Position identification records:
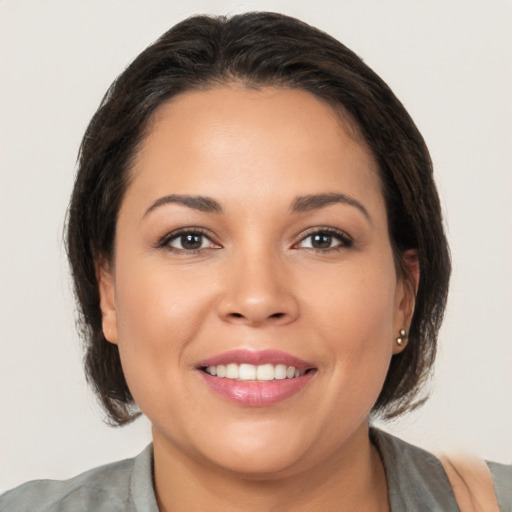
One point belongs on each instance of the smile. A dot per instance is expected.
(256, 378)
(263, 372)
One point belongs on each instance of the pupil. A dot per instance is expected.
(191, 241)
(321, 241)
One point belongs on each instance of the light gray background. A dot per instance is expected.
(450, 62)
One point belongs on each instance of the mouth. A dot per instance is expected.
(262, 372)
(256, 378)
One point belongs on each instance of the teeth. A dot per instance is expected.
(263, 372)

■ INSTRUCTIONS TO FOLLOW
Reproduce the data above with every "belongs on" replaced by "should go on" and all other text unchanged. Omit the pictures from your answer.

■ TASK SOLUTION
One point should go on each instance of the smile. A dot per instance is expected.
(256, 378)
(263, 372)
One point should go on each instance of the pupil. A dot per instance is expected.
(191, 241)
(321, 241)
One point should go on each instance of the light gray background. A dot per instance is expected.
(450, 62)
One point should go on each instance of the mouth. A dot per instance is expected.
(262, 372)
(256, 378)
One point should go on each instance of the teeth. A dot per instance is expected.
(263, 372)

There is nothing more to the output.